### Task statement
Copy the records from the start through the line that contains "negative clicks: (324, 157) (292, 147)", changing "positive clicks" to "foreground clicks" and keeping everything else the same.
━━━ Given information
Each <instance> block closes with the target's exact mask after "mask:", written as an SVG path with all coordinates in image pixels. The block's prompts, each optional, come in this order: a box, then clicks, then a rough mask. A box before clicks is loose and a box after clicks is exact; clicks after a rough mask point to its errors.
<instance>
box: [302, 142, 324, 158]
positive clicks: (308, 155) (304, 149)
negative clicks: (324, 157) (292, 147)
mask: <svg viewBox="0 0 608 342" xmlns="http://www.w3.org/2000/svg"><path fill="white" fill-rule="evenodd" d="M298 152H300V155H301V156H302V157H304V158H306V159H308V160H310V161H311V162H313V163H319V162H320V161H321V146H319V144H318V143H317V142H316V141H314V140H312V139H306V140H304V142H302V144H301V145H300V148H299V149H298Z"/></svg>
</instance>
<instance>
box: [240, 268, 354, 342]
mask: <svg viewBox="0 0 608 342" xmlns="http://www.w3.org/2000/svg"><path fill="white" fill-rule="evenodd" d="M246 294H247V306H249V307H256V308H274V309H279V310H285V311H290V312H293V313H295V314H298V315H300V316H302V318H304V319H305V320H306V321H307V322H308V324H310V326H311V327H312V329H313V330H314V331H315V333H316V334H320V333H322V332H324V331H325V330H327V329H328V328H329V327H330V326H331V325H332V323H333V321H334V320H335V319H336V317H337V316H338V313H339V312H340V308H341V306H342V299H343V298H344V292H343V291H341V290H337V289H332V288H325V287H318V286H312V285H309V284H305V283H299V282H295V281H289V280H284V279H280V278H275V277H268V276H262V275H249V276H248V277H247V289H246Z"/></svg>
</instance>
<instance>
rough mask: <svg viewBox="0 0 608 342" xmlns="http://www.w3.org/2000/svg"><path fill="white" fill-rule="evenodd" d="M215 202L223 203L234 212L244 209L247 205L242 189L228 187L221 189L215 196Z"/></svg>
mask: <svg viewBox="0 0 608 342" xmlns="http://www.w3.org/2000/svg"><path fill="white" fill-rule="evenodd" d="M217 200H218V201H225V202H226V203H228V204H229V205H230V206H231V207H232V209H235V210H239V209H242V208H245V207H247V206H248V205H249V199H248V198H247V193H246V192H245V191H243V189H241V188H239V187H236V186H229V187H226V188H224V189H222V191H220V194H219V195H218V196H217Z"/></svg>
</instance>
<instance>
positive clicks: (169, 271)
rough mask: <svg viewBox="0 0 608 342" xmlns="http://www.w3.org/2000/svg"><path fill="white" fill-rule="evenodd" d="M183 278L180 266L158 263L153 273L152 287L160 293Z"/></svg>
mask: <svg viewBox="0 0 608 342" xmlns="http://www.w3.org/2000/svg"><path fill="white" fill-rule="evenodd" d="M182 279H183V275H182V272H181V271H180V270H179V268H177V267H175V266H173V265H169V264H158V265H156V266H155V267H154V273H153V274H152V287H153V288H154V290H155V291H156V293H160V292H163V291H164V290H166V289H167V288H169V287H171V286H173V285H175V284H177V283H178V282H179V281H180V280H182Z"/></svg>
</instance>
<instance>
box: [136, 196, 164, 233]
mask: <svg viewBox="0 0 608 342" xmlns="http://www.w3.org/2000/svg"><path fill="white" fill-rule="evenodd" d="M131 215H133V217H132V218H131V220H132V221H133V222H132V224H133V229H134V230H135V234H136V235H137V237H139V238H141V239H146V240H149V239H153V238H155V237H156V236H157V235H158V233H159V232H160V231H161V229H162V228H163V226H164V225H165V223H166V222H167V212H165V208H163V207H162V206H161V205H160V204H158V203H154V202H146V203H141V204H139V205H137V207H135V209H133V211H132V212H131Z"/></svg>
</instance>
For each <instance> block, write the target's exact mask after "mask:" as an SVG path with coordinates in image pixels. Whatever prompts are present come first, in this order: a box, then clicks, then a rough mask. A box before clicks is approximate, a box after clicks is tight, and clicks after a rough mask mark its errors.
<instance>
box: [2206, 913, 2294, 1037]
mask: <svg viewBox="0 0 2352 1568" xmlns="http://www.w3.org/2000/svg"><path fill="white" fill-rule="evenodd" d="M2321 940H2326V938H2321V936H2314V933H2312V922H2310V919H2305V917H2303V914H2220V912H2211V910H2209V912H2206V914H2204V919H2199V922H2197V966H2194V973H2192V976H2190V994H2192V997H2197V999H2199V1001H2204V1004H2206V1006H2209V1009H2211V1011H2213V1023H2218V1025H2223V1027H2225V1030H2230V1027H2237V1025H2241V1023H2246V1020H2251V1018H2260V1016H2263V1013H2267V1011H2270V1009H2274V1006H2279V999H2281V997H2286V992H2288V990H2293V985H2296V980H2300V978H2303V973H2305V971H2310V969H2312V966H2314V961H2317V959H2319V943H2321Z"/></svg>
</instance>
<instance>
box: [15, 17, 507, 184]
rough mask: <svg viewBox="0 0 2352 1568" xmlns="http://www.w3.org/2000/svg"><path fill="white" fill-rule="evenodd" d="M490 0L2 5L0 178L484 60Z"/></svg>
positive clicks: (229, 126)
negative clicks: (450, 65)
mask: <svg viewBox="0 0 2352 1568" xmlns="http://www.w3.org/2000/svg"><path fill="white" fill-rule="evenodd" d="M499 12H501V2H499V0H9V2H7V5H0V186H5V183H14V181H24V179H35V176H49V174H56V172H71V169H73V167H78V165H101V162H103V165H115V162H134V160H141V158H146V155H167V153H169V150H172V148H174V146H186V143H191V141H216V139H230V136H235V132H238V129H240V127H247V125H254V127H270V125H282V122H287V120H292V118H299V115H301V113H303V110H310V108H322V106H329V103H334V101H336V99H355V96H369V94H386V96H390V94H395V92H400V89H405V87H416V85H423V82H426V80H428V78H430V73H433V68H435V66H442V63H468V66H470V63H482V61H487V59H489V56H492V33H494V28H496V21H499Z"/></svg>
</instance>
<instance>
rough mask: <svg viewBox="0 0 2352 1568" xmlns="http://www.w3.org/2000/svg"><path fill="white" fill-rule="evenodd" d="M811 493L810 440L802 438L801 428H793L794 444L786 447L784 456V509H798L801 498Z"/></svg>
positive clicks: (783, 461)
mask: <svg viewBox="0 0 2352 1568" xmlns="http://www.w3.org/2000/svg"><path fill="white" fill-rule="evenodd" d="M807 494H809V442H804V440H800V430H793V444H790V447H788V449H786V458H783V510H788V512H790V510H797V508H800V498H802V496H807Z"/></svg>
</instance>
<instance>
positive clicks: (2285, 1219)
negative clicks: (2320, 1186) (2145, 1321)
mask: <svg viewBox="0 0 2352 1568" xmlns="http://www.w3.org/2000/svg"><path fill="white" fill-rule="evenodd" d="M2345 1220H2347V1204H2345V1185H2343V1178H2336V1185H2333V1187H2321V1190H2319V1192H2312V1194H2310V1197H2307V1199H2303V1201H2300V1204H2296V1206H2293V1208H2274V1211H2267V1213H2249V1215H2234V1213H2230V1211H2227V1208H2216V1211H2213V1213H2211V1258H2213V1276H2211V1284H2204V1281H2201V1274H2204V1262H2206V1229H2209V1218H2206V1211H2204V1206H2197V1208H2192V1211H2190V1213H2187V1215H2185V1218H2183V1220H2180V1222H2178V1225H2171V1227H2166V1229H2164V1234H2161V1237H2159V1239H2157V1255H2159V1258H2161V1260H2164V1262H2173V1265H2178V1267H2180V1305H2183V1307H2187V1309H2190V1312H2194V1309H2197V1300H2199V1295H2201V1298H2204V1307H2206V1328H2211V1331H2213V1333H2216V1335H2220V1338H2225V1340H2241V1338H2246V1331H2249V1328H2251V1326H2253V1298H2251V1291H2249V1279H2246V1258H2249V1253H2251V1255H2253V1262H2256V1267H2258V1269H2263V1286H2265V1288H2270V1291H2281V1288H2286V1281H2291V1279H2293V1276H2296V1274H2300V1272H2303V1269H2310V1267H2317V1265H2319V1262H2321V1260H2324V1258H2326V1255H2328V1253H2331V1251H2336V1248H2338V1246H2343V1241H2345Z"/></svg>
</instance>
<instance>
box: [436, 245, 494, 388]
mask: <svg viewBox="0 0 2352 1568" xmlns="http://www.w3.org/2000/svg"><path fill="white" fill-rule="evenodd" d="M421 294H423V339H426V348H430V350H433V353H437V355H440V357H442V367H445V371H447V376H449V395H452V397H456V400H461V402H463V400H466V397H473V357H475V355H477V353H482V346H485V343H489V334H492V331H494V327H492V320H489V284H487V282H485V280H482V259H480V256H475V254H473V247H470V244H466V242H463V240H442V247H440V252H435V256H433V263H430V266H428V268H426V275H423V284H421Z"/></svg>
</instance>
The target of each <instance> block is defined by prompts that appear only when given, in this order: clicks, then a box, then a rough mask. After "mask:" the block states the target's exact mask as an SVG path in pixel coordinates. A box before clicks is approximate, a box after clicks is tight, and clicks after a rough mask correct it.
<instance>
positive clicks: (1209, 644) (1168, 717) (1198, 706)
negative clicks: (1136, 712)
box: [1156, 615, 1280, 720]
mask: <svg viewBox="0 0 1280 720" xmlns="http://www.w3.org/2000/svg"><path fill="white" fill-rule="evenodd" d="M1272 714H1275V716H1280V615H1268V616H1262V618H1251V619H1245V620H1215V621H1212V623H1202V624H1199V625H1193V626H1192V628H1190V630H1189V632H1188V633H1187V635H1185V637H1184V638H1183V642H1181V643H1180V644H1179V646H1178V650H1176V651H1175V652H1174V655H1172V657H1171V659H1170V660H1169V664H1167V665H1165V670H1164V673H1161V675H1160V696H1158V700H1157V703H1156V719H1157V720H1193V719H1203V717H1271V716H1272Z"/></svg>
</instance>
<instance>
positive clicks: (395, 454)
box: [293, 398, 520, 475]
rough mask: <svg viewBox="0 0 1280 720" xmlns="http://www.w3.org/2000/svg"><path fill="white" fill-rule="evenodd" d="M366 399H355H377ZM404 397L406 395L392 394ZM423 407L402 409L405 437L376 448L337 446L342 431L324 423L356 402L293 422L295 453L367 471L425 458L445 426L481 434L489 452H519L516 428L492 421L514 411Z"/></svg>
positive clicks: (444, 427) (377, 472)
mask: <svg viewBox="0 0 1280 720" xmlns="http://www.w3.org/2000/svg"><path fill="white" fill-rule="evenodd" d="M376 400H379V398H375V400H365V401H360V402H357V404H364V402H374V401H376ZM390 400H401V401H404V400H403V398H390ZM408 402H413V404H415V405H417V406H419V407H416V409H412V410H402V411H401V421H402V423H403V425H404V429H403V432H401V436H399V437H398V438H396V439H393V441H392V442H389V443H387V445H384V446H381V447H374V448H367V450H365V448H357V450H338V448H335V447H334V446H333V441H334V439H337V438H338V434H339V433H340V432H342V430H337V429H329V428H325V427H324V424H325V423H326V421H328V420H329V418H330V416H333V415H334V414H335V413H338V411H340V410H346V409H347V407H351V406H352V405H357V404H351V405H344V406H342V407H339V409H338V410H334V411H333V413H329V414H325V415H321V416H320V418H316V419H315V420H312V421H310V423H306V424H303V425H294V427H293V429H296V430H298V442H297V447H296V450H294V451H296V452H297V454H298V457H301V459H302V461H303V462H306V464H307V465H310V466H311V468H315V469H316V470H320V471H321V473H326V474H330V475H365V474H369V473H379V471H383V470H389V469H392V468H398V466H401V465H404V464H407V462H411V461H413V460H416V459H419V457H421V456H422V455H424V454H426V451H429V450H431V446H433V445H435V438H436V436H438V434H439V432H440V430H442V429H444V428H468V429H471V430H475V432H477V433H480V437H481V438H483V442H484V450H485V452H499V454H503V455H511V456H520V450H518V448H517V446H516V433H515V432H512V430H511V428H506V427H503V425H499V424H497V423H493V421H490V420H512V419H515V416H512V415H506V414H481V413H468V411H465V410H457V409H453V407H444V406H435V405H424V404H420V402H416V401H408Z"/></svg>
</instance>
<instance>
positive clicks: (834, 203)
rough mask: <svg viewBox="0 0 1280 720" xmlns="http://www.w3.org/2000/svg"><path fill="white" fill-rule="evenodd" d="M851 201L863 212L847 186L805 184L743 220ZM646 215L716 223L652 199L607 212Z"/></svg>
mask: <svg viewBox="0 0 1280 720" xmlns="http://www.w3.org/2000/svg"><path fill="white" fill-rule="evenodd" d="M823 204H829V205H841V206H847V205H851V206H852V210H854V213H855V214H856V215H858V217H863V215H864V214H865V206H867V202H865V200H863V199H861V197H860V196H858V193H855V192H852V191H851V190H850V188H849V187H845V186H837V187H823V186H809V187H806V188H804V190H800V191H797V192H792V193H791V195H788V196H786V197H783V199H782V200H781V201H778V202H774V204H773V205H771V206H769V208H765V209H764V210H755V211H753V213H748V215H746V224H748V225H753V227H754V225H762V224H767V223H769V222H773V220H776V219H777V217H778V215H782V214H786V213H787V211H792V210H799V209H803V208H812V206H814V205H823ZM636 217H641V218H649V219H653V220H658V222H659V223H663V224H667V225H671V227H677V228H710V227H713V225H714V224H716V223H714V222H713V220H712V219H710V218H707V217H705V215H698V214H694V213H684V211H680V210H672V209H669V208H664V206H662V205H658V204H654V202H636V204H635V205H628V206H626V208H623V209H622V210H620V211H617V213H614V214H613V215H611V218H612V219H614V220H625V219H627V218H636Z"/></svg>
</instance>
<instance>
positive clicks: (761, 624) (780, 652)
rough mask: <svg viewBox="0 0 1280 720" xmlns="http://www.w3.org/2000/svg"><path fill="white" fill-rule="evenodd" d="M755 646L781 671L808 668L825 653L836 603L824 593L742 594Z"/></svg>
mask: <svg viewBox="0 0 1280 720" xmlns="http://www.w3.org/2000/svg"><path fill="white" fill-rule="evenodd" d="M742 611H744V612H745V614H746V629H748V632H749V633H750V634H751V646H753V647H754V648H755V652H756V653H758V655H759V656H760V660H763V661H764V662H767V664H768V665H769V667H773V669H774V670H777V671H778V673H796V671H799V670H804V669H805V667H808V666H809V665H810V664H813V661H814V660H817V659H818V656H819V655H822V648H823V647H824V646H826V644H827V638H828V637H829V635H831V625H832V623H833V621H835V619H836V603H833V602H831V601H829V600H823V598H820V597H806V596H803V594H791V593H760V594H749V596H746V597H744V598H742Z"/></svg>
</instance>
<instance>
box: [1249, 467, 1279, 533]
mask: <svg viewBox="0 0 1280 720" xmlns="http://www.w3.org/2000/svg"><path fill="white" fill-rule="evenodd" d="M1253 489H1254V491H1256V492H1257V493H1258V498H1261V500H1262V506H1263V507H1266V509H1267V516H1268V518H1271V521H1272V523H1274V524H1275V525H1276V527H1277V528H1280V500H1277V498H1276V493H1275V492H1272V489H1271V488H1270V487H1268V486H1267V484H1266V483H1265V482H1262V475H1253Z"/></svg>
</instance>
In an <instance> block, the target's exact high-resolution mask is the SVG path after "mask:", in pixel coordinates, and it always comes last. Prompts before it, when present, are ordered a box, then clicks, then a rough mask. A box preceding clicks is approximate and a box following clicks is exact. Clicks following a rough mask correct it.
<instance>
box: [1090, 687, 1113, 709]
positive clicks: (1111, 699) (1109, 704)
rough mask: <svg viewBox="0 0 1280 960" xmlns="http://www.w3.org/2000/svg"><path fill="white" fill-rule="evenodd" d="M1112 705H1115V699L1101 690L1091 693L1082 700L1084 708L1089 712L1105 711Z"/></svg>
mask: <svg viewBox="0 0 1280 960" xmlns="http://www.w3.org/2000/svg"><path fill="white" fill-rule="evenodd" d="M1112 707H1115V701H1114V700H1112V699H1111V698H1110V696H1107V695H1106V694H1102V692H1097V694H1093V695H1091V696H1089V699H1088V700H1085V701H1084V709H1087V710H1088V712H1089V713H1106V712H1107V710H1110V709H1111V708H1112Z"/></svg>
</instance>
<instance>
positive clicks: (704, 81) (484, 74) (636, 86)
━━━━━━
### Solution
Each <instance> block closes with the target's exact mask after "mask:", written as an SVG path with all coordinates in image pixels. The block's prompts, each optional, come in this order: a box, then clicks, then a rough mask. A box before clicks is loose and a box after clicks is exact; clicks after a rough mask point to its errors.
<instance>
box: [302, 142, 324, 158]
foreground clicks: (308, 155) (304, 149)
negative clicks: (324, 157) (292, 147)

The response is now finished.